## Work task
Return exactly the lines of the records below, starting at the line that contains "An <instance> block" and ending at the line that contains "positive clicks: (659, 257)", with both of those lines kept.

## Records
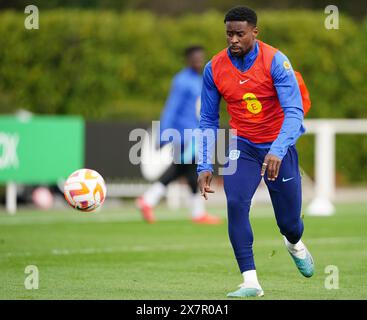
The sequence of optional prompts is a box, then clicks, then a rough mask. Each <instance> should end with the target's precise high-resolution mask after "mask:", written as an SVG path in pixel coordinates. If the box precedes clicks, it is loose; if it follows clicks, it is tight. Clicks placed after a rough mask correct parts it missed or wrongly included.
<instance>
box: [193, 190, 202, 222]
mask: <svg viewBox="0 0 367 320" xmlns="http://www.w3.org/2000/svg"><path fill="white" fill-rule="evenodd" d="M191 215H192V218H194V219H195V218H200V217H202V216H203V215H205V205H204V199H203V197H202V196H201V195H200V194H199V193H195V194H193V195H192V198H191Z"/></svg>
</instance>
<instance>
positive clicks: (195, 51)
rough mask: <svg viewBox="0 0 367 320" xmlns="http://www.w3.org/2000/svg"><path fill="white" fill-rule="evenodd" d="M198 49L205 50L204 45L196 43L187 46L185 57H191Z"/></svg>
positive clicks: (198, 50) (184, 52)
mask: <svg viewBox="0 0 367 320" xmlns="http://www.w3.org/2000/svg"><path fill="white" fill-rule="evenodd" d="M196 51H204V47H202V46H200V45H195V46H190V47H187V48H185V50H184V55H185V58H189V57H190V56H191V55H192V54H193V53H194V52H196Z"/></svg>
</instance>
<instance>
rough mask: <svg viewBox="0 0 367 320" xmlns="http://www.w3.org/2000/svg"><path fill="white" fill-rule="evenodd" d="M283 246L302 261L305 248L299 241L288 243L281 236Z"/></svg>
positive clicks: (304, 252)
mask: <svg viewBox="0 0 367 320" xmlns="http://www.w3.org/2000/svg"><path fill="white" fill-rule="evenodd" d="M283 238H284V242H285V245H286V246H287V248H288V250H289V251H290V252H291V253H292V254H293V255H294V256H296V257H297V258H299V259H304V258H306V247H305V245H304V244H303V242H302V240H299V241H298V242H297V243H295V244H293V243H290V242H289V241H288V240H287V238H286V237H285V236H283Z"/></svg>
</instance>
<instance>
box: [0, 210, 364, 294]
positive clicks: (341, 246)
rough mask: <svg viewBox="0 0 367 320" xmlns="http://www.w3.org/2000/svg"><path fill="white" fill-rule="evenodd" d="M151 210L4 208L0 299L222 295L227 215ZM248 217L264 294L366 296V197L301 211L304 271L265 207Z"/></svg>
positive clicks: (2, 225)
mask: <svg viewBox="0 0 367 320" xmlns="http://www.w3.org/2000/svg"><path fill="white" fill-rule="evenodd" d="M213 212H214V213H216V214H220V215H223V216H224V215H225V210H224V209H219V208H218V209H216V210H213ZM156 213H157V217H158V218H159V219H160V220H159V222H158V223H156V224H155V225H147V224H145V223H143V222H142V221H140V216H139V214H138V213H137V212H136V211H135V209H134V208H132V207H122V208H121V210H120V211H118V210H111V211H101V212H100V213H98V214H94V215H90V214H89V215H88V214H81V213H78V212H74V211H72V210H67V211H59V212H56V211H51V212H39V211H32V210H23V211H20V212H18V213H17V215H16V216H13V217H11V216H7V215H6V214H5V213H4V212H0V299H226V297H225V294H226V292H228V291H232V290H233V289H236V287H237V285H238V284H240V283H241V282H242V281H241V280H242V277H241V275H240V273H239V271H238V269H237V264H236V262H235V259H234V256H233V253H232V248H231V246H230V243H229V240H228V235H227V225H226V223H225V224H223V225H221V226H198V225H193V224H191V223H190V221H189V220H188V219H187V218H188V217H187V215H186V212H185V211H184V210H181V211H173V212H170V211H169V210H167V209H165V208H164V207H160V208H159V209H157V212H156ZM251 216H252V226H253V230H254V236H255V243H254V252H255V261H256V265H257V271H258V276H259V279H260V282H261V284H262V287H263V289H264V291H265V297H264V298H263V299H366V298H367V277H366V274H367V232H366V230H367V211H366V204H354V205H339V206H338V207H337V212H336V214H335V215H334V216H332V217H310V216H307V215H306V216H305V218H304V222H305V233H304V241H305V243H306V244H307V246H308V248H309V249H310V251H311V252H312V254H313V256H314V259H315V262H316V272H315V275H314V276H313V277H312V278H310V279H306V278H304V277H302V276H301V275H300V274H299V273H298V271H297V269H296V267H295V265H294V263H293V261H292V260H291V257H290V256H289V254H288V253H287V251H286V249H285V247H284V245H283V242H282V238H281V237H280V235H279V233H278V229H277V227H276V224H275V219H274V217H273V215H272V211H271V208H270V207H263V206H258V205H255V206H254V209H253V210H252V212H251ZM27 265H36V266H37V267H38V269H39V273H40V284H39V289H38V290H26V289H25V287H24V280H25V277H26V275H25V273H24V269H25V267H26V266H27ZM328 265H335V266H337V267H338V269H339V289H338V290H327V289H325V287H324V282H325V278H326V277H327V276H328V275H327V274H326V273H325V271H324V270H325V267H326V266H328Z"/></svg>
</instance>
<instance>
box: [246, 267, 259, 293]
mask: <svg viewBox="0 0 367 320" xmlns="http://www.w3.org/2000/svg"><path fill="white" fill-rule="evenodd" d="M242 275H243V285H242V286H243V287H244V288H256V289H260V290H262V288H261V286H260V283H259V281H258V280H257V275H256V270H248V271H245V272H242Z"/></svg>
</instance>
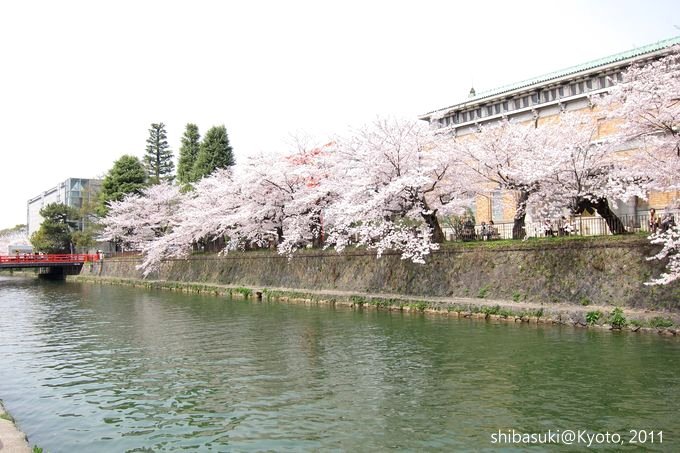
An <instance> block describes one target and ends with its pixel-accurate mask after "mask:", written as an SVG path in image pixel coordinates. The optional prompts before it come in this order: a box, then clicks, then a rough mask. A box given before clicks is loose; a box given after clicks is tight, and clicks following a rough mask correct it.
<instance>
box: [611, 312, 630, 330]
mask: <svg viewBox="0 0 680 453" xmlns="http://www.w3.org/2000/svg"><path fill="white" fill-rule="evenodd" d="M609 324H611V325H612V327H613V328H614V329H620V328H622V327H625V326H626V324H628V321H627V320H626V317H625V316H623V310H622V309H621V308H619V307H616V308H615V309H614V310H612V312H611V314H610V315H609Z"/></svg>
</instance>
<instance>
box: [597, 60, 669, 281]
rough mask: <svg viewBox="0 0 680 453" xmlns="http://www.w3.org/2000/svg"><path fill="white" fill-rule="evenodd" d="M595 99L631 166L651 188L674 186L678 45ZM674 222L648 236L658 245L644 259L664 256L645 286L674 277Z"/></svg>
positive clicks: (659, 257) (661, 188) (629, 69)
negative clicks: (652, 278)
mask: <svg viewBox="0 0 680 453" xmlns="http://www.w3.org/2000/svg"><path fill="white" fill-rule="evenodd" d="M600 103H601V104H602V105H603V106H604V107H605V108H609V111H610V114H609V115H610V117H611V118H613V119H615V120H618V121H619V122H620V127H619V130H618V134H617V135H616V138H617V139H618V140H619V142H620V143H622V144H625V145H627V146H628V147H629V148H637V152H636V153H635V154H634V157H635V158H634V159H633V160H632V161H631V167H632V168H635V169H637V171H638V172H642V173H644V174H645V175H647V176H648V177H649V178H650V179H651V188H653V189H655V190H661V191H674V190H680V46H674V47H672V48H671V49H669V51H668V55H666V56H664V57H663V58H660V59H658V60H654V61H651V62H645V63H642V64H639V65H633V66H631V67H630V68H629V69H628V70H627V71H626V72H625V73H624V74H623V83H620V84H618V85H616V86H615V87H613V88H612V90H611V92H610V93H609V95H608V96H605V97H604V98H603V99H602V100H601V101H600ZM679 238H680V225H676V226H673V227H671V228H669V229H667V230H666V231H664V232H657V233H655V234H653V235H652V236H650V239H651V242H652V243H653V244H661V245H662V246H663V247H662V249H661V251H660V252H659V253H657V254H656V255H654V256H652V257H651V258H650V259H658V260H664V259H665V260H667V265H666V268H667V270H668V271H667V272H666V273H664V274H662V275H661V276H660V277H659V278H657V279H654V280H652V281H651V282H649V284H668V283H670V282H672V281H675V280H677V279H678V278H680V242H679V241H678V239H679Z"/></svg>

## Your response
An <instance> block describes one target and ends with its pixel-accurate mask after "mask:", written as an SVG path in image pixel coordinates. The optional prompts before it come in this order: a box, then clicks, then a rough mask. A box given before clicks is loose; a box given after clicks is tight, and clicks following a rough mask correct it.
<instance>
box: [611, 312, 630, 330]
mask: <svg viewBox="0 0 680 453" xmlns="http://www.w3.org/2000/svg"><path fill="white" fill-rule="evenodd" d="M609 324H611V325H612V327H613V328H614V329H620V328H622V327H625V326H626V324H628V321H627V320H626V317H625V316H623V310H622V309H621V308H619V307H616V308H615V309H614V310H612V312H611V314H610V315H609Z"/></svg>
</instance>
<instance>
box: [597, 60, 669, 281]
rough mask: <svg viewBox="0 0 680 453" xmlns="http://www.w3.org/2000/svg"><path fill="white" fill-rule="evenodd" d="M595 99L631 166L651 188L674 186L678 45ZM674 222L648 236L658 245L644 259L664 256L645 286L674 277Z"/></svg>
positive clicks: (659, 257) (661, 188) (629, 69)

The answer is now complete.